Your task:
Write out exactly the lines running from the line that includes "of the tree" to the end of the data, both ends included, and nothing besides.

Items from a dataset
>>>
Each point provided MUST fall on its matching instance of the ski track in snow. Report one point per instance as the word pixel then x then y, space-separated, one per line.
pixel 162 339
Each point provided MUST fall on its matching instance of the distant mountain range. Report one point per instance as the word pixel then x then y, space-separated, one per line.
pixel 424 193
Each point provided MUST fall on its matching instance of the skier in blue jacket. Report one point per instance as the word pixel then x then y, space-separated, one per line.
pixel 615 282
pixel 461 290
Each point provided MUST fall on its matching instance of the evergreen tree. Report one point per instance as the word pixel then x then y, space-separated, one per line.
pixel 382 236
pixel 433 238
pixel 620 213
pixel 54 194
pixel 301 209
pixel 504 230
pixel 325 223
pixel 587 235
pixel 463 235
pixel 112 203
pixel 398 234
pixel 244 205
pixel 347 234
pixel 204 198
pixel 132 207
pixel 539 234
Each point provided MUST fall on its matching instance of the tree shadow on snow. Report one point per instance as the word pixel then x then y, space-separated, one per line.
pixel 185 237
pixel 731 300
<<<
Reply to the exercise:
Each point provided MUST fall on its matching instance of the tree shadow on snow. Report one point per instance as the word pixel then x then y, space-separated, one per line.
pixel 185 237
pixel 731 300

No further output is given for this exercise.